> [Given request 1]:
Pick out every line of the entries that contains the word "wooden" and copy each of those lines.

BEGIN Selection

From: Damien Fisher (dfisher_at_[hidden])
Date: 2001-09-26 07:32:58
----- Original Message -----
Sent: Wednesday, September 26, 2001 5:45 PM
Subject: [boost] Unicode in C++; Was: New file uploaded to boost
> > File : /dlw_uc.zip
> > Uploaded by : darylew_at_m...
> > Description : Version 1; Prototype Unicode library
> Obviously the obvious isn't obvious to everybody... :-(
> Just for the record: 16 bits arn't sufficient to represent Unicode
> in the first place! (I'm feeling really sorry for the poor Java
> guys with their required 16 bit wide character type; in C++
> implementers at least have the possibility to use a reasonable
> wide character type although some vendors successfully managed to
> choose the wrong number of bits...) Jeremy's article indicates that
> Unicode has 21 bits although I think it is only 20 bits but in any
> case it is more than 16 bits.
> The approach to add Unicode characters to the standard C++ library
> is to provide a typedef for the platforms having a "reasonable"
> choice for 'wchar_t' (to be fair: at the time some vendors decided
> to use 16 bits for 'wchar_t' Unicode indeed *was* 16 bits only;
> this changed relatively recently). For other platforms another
> character type has to be defined. A character type basically has
> to satisfy the following:
> - It has to be a POD (well, I think it isn't explicit but taking
> it all together it seems that this is the only viable choice).
> - There has to be an appropriate character traits class, say a
> a specialization for 'std::char_traits<ucchar_t>' (which is what
> is basically there in the uploaded file). A basic restriction is
> that 'pos_type' is just 'std::fpos<std::mbstate_t>' and
> 'state_ype' is 'std::mbstate_t' (otherwise there are no
> guarantees for the underlying streams). Note that 'ucint_t' can
> be identical to 'ucchar_t' if it has more bits than are necessary
> for the representation of all valid characters. That is, the
> 'char_type' and 'int_type' can be identical. The only requirement
> is that 'int_type' has one value which can be used to indicate
> various conditions, mostly EOF (hence it's name) but also various
> other errors.

END Selection

> [Given request 2]:
Write out everything in the post above about Unicode in C++ from "From: Damien Fisher" down to "by : darylew_at_m...", word for word.

BEGIN Data in this exercise

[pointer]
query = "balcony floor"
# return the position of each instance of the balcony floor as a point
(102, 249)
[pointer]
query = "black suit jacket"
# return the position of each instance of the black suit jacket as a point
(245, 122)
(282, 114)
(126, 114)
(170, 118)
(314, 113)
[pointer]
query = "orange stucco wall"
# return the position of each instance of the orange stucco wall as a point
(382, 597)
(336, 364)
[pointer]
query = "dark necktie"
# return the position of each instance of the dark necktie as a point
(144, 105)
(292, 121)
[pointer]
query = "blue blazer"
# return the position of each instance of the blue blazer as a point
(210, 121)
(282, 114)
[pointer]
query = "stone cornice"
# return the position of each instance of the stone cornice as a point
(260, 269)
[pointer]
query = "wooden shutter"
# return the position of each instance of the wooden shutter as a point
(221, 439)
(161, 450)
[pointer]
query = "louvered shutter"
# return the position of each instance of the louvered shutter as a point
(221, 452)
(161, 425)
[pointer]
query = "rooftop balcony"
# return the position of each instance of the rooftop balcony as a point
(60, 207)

END Data in this exercise

> [Exercise result 1]:
query = "wooden shutter"
# return the position of each instance of the wooden shutter as a point

> [Exercise result 2]:
From: Damien Fisher (dfisher_at_[hidden])
Date: 2001-09-26 07:32:58
----- Original Message -----
Sent: Wednesday, September 26, 2001 5:45 PM
Subject: [boost] Unicode in C++; Was: New file uploaded to boost
> > File : /dlw_uc.zip
> > Uploaded by : darylew_at_m...